What you have to do =
Please output the line containing "Place a point on the white chicken's head" and all lines that follow it in the data below, exactly, with no pictures.

Saved entries =
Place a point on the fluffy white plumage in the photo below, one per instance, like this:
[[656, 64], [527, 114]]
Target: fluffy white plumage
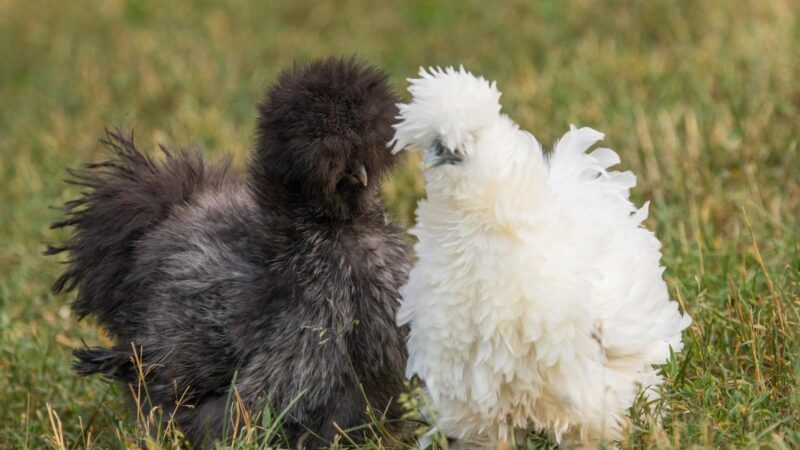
[[537, 302]]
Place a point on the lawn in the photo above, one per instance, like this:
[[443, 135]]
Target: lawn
[[700, 98]]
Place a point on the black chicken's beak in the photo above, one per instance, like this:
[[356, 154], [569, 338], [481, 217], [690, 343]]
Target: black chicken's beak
[[359, 175]]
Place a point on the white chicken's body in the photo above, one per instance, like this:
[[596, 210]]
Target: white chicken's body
[[537, 302]]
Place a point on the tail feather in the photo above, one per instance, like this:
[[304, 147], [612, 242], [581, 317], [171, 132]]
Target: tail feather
[[112, 362], [123, 198]]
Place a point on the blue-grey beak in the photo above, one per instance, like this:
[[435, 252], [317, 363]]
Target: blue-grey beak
[[439, 155]]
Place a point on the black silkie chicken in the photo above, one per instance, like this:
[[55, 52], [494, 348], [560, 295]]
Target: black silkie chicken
[[282, 281]]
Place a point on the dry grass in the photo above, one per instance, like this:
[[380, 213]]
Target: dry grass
[[701, 99]]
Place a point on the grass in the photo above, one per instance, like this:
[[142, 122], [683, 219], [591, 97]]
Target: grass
[[700, 98]]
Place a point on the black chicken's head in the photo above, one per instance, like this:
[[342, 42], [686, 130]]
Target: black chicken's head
[[322, 136]]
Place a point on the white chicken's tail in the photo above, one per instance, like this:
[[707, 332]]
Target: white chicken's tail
[[573, 170]]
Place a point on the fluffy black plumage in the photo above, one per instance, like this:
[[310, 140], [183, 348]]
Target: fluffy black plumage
[[286, 277]]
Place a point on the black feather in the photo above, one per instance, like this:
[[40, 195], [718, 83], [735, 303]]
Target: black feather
[[285, 278]]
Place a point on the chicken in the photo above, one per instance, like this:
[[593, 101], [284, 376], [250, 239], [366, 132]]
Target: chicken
[[281, 282], [537, 302]]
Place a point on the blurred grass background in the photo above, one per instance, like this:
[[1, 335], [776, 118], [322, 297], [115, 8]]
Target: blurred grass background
[[700, 98]]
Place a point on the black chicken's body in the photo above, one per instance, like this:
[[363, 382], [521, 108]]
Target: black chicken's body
[[282, 282]]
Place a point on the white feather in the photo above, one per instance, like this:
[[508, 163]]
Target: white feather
[[537, 302]]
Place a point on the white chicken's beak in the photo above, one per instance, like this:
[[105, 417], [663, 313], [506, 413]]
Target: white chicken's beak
[[439, 155]]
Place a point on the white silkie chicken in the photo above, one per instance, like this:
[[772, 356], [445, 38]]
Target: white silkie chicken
[[537, 302]]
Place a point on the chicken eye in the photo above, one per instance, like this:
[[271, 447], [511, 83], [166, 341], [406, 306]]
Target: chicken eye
[[438, 148]]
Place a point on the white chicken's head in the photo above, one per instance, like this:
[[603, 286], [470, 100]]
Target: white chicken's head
[[449, 109], [470, 150]]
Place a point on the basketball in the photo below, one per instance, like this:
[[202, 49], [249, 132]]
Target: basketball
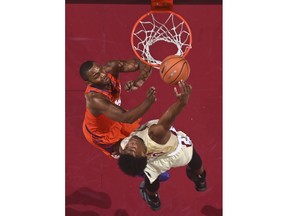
[[173, 69]]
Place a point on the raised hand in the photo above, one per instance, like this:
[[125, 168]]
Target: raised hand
[[185, 91], [151, 98]]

Result below =
Place a point on the white chicken's head in the photo above, one per instance, like this:
[[603, 286], [470, 100]]
Target: white chicken's head
[[449, 109], [470, 150]]
Place a point on the basketball in the photo below, one per instance, like this:
[[202, 49], [249, 132]]
Target: basketball
[[173, 69]]
Place a point on the raised hand in the photo above, one per instance, like this:
[[125, 168]]
Target: raised hand
[[185, 91], [151, 98]]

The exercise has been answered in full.